In January 2021, it was announced that the new episodes were set to be released as an entirely new television series known as Thomas & Friends: All Engines Go. Executive producer Christopher Keenan stated that it was, "crafted to appeal to contemporary audiences' sensibilities while maintaining Thomas' core brand ethos".

The series serves as a reboot of the original Thomas & Friends series that ran from 1984 to 2021. It was originally set to be a continuation of the original series (with the two seasons labeled as series 25 and 26), but Mattel Television later confirmed it to be a separate series. It introduces "an entirely new approach to Thomas & Friends content," with a new animation style and story structure, therefore receiving widespread backlash from audiences who complained about the new art style and storyline for its lack of faithfulness to its source material. 

Unlike the original series, All Engines Go was developed in North America rather than Europe.

**DATA BLOCK**
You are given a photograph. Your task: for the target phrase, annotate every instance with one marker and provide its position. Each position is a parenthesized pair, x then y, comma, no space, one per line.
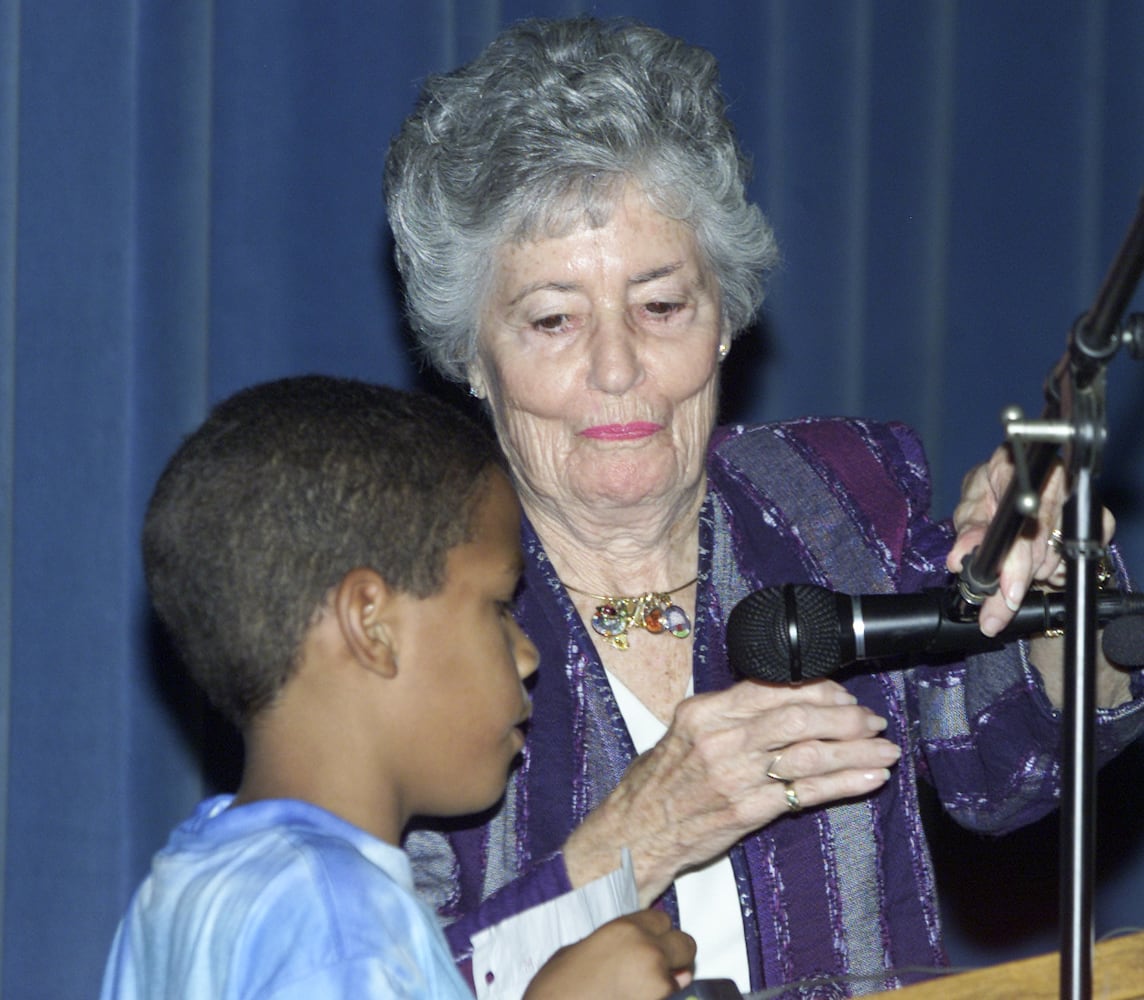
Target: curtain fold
(190,201)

**TASK**
Using the passage on Thomas & Friends: All Engines Go, answer the following:
(a) In what month and year was the new series announced?
(b) During which years did the original Thomas & Friends series run?
(c) Where was All Engines Go developed?

**EXERCISE SOLUTION**
(a) January 2021
(b) From 1984 to 2021
(c) In North America